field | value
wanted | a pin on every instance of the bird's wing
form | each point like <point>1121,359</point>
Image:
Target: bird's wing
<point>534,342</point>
::::::
Transcribe all of the lines above without changing a single character.

**The completed task**
field | value
wanted | a pin on every instance of the bird's wing
form | each point like <point>1121,359</point>
Image:
Target: bird's wing
<point>534,342</point>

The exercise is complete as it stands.